• WHAT NEEDS TO BE DONE
Print the records below exactly as they appear.

• DATA ROWS
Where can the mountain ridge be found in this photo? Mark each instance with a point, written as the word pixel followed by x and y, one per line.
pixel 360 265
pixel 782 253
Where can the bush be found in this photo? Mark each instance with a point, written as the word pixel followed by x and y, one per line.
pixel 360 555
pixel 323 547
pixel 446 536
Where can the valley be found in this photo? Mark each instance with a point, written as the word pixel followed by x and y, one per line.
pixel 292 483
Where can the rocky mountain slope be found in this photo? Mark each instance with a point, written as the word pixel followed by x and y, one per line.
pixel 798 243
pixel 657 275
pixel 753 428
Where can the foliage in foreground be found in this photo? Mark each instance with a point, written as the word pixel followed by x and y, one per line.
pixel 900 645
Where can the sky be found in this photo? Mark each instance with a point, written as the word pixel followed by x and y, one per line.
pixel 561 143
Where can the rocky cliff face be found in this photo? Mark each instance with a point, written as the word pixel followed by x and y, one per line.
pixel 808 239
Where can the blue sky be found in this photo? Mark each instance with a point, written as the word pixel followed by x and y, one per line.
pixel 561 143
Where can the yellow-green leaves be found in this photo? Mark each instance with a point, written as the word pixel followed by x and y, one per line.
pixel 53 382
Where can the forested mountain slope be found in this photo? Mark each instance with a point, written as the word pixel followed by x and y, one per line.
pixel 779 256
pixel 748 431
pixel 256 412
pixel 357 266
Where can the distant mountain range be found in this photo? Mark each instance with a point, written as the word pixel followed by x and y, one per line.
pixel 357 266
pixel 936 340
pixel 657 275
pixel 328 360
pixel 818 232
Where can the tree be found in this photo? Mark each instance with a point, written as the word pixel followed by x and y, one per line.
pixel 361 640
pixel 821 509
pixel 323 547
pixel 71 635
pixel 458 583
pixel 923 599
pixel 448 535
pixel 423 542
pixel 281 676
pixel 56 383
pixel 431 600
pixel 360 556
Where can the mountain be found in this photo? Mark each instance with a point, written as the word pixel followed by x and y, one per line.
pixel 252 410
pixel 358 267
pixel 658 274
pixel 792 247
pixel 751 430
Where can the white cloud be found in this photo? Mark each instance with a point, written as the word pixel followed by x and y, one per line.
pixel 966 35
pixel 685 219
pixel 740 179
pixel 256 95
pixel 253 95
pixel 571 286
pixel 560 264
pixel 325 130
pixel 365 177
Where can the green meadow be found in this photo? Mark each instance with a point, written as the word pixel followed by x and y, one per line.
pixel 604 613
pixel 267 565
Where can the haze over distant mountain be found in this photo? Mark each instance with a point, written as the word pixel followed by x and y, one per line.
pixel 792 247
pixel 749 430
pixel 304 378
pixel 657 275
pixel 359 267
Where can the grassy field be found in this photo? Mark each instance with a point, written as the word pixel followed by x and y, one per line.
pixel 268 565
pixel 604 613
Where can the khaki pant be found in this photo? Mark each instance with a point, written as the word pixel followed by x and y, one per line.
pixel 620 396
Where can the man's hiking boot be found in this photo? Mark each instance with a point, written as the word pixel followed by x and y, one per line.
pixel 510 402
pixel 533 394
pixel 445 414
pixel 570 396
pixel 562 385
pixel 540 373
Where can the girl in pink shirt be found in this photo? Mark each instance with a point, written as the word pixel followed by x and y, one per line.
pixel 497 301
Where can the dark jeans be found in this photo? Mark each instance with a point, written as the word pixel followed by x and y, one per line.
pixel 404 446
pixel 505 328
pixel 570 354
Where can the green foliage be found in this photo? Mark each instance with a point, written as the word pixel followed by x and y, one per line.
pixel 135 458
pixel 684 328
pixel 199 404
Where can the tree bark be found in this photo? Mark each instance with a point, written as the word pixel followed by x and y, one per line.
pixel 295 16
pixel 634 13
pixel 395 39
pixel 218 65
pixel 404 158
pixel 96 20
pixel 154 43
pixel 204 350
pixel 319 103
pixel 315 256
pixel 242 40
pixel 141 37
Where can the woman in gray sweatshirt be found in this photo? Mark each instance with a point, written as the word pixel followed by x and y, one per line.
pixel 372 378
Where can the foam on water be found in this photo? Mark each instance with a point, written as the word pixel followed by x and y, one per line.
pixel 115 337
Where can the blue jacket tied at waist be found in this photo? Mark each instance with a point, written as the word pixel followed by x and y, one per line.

• WRITTEN RESPONSE
Where can the mountain ridge be found in this photo? Mark each instance with a point, written as the word pixel followed by x and y, one per line.
pixel 360 265
pixel 782 253
Where can the bush be found in this photo? Mark each instance with a point, written as the word pixel followed by x and y, one per line.
pixel 360 555
pixel 323 547
pixel 446 536
Where can the valley be found in this photo? Mark each instance with a point, written as the word pixel followed by x and y, one per line.
pixel 292 483
Where can the rocky mountain slope be found in this photo? Mark each instance with a point, written as the word pixel followed by x and y, one per line.
pixel 798 243
pixel 657 275
pixel 753 428
Where can the foliage in foreground be found in this photo? Mark each instance with a point, written as the word pixel followed by x and y, one per line.
pixel 900 645
Where can the sky be found in this photo? Mark each instance with a point, written as the word pixel followed by x and y, one per line.
pixel 561 143
Where can the rocky cliff face be found in this photo? Mark each instance with a point, written as the word pixel followed by x and y, one per line.
pixel 808 239
Where can the blue sky be found in this photo? Mark each instance with a point, written as the word pixel followed by x and y, one per line.
pixel 561 143
Where can the yellow-green leaves be found in this photo? Mark each instance with a point, written as the word pixel followed by x and y, one per line.
pixel 53 382
Where can the forested mountain slope be found in this photo? Mark each instance with a point, written as the word pixel followed by x and y, one per line.
pixel 779 256
pixel 748 431
pixel 256 412
pixel 357 266
Where can the distant mountain range be found in this photo? Mark each instance with a point, written as the word pixel followed by x and y, one per line.
pixel 357 266
pixel 936 340
pixel 657 275
pixel 328 360
pixel 818 232
Where can the tree be found in this photo? Mark each instance with a point, written as the word pixel followed by x and y, one per line.
pixel 361 640
pixel 821 509
pixel 323 547
pixel 71 635
pixel 458 583
pixel 923 599
pixel 448 535
pixel 423 542
pixel 281 676
pixel 56 383
pixel 431 600
pixel 360 556
Where can the mountain be found in this photo? Mark each instance with a point, written as the word pixel followed by x and y, one per line.
pixel 252 410
pixel 358 267
pixel 658 274
pixel 792 247
pixel 751 430
Where can the white cloud be found in this photo? Mark each instance with a point, written as the word pixel followed by x and y, one per line.
pixel 966 35
pixel 685 219
pixel 740 179
pixel 256 95
pixel 253 95
pixel 571 286
pixel 560 264
pixel 325 130
pixel 365 177
Where can the green meadow be found in this photo? Mark each instance with a point, written as the word pixel followed by x and y, one per line.
pixel 604 613
pixel 267 565
Where can the haze over distant mountain be found in this photo? Mark each instance with a point, written as the word pixel followed by x and y, one per line.
pixel 792 247
pixel 749 430
pixel 304 378
pixel 657 275
pixel 359 267
Where can the grassy field be found in this photo? Mark each instance with a point, written as the word pixel followed by x and y, one per line.
pixel 268 565
pixel 604 613
Where can the khaki pant be found in this photo? Mark each instance with a point, written as the word pixel followed by x and y, one per line.
pixel 620 396
Where can the man's hiking boot be found in this photo? Mark each instance with a point, written as the word pixel followed by x and y, one per line.
pixel 510 402
pixel 533 394
pixel 445 414
pixel 570 396
pixel 562 385
pixel 540 373
Where can the girl in pink shirt be found in this photo? Mark each instance with a point, written as the word pixel followed by x and y, one per line.
pixel 497 301
Where can the dark jeans be found in this photo? Mark each instance with a point, written as the word pixel followed by x and y, one per line.
pixel 404 446
pixel 505 328
pixel 570 354
Where can the green foliage be found in this photo? Mark each instance with a point, written as the word pixel followed by x and y, one per line.
pixel 135 458
pixel 684 328
pixel 199 404
Where can the tree bark be found in this photo? Mark each instance with a point, written as the word pixel followed by x and y, one per line.
pixel 295 16
pixel 634 13
pixel 395 39
pixel 218 65
pixel 404 158
pixel 96 20
pixel 154 43
pixel 204 350
pixel 319 103
pixel 315 256
pixel 242 40
pixel 141 37
Where can the woman in gray sweatshirt be found in this photo? Mark each instance with a point, written as the word pixel followed by x and y, one per line.
pixel 372 378
Where can the foam on water be found in this photo? Mark each instance with a point, written as the word pixel followed by x and y, one per line.
pixel 115 337
Where can the blue jacket tied at waist be found in this photo? Mark each instance with a point, written as the word pixel followed by x and y, one per line.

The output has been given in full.